— Given data —
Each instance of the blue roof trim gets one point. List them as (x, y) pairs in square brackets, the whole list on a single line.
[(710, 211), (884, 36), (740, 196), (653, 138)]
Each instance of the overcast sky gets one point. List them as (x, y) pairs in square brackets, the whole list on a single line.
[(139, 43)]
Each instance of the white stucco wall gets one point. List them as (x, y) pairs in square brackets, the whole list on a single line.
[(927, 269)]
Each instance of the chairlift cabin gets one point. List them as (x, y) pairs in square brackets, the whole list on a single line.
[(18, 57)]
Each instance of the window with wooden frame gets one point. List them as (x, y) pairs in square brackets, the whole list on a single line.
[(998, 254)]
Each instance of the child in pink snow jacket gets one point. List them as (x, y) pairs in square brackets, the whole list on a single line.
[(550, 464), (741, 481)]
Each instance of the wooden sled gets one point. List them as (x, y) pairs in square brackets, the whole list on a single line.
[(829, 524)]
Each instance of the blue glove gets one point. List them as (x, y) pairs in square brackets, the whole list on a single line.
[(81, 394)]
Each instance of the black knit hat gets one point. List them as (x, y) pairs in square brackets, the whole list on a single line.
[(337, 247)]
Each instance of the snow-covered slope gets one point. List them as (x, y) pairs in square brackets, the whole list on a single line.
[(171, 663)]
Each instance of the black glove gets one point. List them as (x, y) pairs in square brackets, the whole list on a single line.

— Problem statement —
Format all of the data above as a numbered list with one entry per line, leaving out any blank lines.

— Output of the task —
1. Each instance of the blue roof trim gets one point. List them as (x, y) pairs in square brackets, the whole list on a single line.
2. [(710, 211), (884, 36), (740, 196), (653, 138)]
3. Each instance of the overcast sky gets one point. List them as (x, y) pairs in square brackets, the whole list on a single line.
4. [(139, 43)]
5. Each instance of the white stucco wall gets one point. List them as (x, y) pairs in square brackets, the whole list on a single line.
6. [(927, 269)]
7. Each instance of the chairlift cabin gets one point. List them as (x, y) pairs in square brackets, the whole list on a single line.
8. [(18, 57)]
9. Each instance of the window with wooden frame gets one point. List them as (x, y) pairs in square brackets, the whole list on a single line.
10. [(998, 254)]
11. Each instance of the child in pink snow jacket gets one point. List them as (x, y) pairs in square brackets, the whole list on a single line.
12. [(550, 464), (741, 481)]
13. Each instance of the wooden sled gets one point. List them as (x, y) pairs in square brackets, the whole list on a single line.
14. [(829, 524)]
15. Each instance of the blue glove gets one point. List them as (x, y) pairs in square brackets, the whole list on a single line.
16. [(81, 394)]
17. Each instance of the black knit hat gets one point. List them as (x, y) pairs in square brackets, the whole list on a single line.
18. [(337, 247)]
19. Each instance of the snow-covered slope gets one point. List them as (x, y) pairs in square brackets, the whole list on a single line.
20. [(171, 663)]
21. Each instance of the black glove gets one point. List them as (x, y) pairs in square brackets, the whole list on a single line.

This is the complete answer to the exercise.